- Document text:
+++++

We Should All Be Drinking More Portuguese Wine

Aug 11, 2021 | Columns

By Miranda Franco
A few years ago, I found myself utterly impressed in Portugal by how much variety and diversity there is among the country’s still wines.  If the average American were asked to name a wine from Portugal, the number one answer would likely be, "Port."  Port is arguably Portugal’s best-known wine, but this fortified marvel with a noble history deserves a column of its own—at another time.  My focus here is on the many other beautiful wines this southern European country is producing, ones that are well worth a mission of discovery on your part.

Portugal’s winemaking heritage is well-established.  For starters, the country produces nearly 50 percent of the world’s cork.  Porto, made with grapes sourced from the Douro Valley, is the world’s oldest regulated wine region, and other areas like Alentejo, Dão, and Bairrada have been producing wine for centuries.  Though Portuguese winemaking dates to ancient times, demand for Portuguese wine reached its height in the 17th and 18th centuries, upon Britain’s "discovery" of Port wine.  However, political struggle throughout the 19th and most of the 20th greatly hindered modern winemaking.  It wasn’t until Portugal joined the European Union in 1986 that truly modern Portuguese winemaking began.

+++++

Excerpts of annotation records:
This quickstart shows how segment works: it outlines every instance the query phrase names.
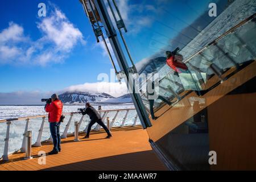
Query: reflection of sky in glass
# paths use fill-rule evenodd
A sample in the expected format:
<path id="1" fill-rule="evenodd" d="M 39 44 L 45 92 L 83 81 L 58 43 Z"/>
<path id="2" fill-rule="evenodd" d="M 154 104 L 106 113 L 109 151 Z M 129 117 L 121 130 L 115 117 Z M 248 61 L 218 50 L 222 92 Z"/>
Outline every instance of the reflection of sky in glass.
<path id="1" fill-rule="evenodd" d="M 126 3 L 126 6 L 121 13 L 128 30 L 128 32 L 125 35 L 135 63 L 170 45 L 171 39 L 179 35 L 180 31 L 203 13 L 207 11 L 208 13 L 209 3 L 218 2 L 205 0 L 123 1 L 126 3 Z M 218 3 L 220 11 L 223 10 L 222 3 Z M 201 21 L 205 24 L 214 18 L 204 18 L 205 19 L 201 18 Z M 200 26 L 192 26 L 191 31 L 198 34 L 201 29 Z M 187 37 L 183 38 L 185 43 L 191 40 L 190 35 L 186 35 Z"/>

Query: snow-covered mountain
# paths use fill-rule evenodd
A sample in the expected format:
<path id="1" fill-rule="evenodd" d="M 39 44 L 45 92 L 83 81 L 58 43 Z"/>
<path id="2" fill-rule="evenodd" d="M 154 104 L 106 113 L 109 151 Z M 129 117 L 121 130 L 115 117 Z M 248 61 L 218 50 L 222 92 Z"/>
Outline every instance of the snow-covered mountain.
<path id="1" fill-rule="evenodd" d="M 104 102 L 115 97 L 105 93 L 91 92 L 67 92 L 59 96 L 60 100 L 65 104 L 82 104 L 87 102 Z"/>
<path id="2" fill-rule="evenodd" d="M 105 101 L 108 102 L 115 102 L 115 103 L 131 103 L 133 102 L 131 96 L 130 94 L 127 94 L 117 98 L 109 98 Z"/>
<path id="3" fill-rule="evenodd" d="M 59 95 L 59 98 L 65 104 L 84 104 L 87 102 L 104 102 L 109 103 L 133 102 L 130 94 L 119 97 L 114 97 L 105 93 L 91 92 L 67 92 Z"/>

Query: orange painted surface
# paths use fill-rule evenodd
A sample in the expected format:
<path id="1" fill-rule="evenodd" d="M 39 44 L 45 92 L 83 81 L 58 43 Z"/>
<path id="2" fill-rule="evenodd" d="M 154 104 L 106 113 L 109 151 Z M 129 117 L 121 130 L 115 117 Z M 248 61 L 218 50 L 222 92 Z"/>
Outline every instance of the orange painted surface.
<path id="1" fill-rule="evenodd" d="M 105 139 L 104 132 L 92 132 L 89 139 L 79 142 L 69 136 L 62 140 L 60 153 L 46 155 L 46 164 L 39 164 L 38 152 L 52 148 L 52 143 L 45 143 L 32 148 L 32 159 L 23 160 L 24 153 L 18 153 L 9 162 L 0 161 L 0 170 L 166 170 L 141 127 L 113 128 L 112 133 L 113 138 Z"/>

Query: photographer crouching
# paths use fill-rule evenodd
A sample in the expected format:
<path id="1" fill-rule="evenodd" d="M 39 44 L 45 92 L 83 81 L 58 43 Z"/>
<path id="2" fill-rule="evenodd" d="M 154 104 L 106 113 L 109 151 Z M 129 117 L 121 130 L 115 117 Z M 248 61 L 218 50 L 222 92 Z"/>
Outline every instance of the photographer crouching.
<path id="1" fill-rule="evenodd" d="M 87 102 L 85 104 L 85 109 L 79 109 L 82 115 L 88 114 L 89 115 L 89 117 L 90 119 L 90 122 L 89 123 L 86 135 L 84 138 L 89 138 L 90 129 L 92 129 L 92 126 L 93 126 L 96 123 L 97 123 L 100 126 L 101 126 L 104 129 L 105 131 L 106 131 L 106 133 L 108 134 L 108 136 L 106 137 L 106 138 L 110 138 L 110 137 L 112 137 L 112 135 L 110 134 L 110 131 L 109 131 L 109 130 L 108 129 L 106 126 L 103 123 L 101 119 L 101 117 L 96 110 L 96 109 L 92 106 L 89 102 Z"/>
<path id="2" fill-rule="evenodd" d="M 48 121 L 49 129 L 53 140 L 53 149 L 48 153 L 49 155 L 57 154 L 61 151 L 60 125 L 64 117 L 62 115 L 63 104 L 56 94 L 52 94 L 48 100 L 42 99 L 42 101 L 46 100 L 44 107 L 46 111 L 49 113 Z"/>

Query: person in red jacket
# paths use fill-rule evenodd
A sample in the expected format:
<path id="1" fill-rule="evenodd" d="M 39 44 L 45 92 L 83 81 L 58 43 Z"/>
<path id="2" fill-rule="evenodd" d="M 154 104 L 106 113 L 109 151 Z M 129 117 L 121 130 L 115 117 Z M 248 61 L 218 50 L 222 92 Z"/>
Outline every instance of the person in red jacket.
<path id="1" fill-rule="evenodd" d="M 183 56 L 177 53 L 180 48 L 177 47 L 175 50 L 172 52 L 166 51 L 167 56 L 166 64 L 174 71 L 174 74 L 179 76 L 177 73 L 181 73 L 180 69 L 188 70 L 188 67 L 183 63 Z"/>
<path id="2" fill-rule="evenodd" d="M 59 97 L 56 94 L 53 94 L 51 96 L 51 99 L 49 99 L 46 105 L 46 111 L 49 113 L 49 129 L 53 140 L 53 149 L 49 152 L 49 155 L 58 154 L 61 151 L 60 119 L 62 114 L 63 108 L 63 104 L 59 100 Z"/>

+++++

- Set of tasks:
• 1. Decide whether each statement below agrees with the Portuguese wine column, answering yes or no and quoting the words of the column that settle it. (a) Portugal produces nearly half of the world's cork. (b) Truly modern Portuguese winemaking began before Portugal joined the European Union. (c) Demand for Portuguese wine peaked in the 19th century.
• 2. Write out the Portuguese wine column word for word from "Aug 11, 2021" to "on your part.".
• 3. According to the Portuguese wine column, what is the world's oldest regulated wine region?

- Answers to the problems:
• 1.
(a) Yes: "the country produces nearly 50 percent of the world’s cork"
(b) No: "It wasn’t until Portugal joined the European Union in 1986 that truly modern Portuguese winemaking began."
(c) No: "demand for Portuguese wine reached its height in the 17th and 18th centuries"

• 2.
Aug 11, 2021 | Columns

By Miranda Franco
A few years ago, I found myself utterly impressed in Portugal by how much variety and diversity there is among the country’s still wines.  If the average American were asked to name a wine from Portugal, the number one answer would likely be, "Port."  Port is arguably Portugal’s best-known wine, but this fortified marvel with a noble history deserves a column of its own—at another time.  My focus here is on the many other beautiful wines this southern European country is producing, ones that are well worth a mission of discovery on your part.

• 3. Porto